Source data
- - - -

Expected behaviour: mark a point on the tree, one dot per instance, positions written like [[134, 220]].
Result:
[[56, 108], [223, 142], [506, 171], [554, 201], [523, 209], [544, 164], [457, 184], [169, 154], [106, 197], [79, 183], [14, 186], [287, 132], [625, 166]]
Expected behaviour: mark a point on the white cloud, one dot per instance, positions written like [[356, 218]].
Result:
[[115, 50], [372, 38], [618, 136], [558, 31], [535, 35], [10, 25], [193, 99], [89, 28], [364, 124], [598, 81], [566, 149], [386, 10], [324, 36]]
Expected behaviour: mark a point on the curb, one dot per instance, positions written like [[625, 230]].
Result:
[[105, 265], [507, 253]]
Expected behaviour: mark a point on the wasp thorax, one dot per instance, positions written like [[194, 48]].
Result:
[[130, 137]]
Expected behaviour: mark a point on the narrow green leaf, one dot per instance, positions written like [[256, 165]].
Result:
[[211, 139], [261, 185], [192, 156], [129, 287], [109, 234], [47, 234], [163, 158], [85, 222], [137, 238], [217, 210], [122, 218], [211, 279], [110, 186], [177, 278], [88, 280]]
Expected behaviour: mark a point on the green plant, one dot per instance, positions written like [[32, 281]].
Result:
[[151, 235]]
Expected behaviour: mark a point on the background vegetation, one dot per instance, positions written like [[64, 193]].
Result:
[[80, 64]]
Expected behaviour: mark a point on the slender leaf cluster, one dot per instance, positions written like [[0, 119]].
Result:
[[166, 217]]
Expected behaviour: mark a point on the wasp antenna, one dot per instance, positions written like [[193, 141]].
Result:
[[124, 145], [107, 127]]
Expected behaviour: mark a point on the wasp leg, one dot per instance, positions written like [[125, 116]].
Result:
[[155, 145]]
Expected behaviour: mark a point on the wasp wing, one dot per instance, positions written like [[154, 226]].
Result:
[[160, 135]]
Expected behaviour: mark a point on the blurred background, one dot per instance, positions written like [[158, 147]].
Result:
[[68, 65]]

- - - -

• _Task goal_:
Please reproduce the stretch from the line containing "Expected behaviour: mark a point on the wasp wing, one" through the end of the entries above, copying those lines unchanged.

• _Answer in full_:
Expected behaviour: mark a point on the wasp wing, one dot per instance, positions written like [[154, 226]].
Result:
[[160, 135]]
Expected behaviour: mark a point on the blurred background, one dot per instance, positions written like [[158, 147]].
Result:
[[68, 65]]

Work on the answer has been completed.